REQUEST A. Could you copy the passage of the email about Christmas commercialism exactly, starting with "Ga;ry Richmond" and going on through "go along with!"?

TEXT SECTION.
┄┄┄┄┄┄┄┄┄┄┄┄┄┄┄┄┄┄┄┄

Dr Jeremy Stangroom wrote:
It's Sunday afternoon, and I've been thinking about Christmas. What I want 
to know is why it isn't possible to mention Christmas without someone opining 
that it has become 'much too commercial'? What on earth are they talking 
about? It's always been commercial. After all, didn't some wise men bring the 
baby Jesus presents as it lay in its crib. Gold and Frank's incense, if I 
remember correctly. Anyway, the whole point of Christmas is to run up a huge 
credit card bill. Unless, of course, you've maxed it out buying an oil tanker.
  
I think the point of the critics of the commercialism of Christmas is that to the extent that the original message is
obscured--that message being, that the world is redeemed exactly through  love--commercialism remains an
impediment to the growth of the Law of Love in the world, to the health and healing of the world through generous,
and even selfless, acts of loving each other as we would be loved.

The symbol of the rich gifts given by the wisemen to the christchild does not in any way support commercialism;
perhaps a more faithful interpretation is that is is possible for even the wealthiest and most powerful to come to see,
that we ought give of what is ours in the world to that which is worthy, to that which is really and truly of value.

>From exercising this (which is, nothing more than the fundamental expression of our deepest humanity)  follows the power
of "the Gospel of Love" (as opposed to what the scientist and philosopher Charles S. Peirce called "the Gospel of Greed"), and
even the intellectual summum bonum, the reasonable in itself (Peirce)

Best regards and Merry Christmas,

Ga;ry Richmond
City University of New York

PS
 
JS: That's it for now. Got to go and heckle some people who insist on calling 
Christmas a winter solstice celebration...

GR: Now this I can go along with!


It's Sunday afternoon, and I've been thinking about Christmas. What I want 
to know is why it isn't possible to mention Christmas without someone opining 
that it has become 'much too commercial'? What on earth are they talking 
about? It's always been commercial. After all, didn't some wise men bring the 
baby Jesus presents as it lay in its crib. Gold and Frank's incense, if I 
remember correctly. Anyway, the whole point of Christmas is to run up a huge 
credit card bill. Unless, of course, you've maxed it out buying an oil tanker.

┄┄┄┄┄┄┄┄┄┄┄┄┄┄┄┄┄┄┄┄

GIVEN DATA.
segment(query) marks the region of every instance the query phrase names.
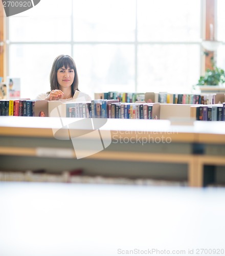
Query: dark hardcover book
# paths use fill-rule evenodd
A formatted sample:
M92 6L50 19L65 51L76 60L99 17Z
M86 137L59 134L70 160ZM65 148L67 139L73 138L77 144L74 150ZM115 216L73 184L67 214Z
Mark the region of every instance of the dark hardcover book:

┄┄┄┄┄┄┄┄┄┄┄┄┄┄┄┄┄┄┄┄

REQUEST B. Can you give the records again with "dark hardcover book" changed to "closed paperback novel" throughout, keeping everything else the same and omitting the pictures?

TASK RESULT A.
Ga;ry Richmond
City University of New York

PS
 
JS: That's it for now. Got to go and heckle some people who insist on calling 
Christmas a winter solstice celebration...

GR: Now this I can go along with!

TASK RESULT B.
segment(query) marks the region of every instance the query phrase names.
Query: closed paperback novel
# paths use fill-rule evenodd
A formatted sample:
M92 6L50 19L65 51L76 60L99 17Z
M86 137L59 134L70 160ZM65 148L67 139L73 138L77 144L74 150ZM115 216L73 184L67 214Z
Mark the region of every instance of the closed paperback novel:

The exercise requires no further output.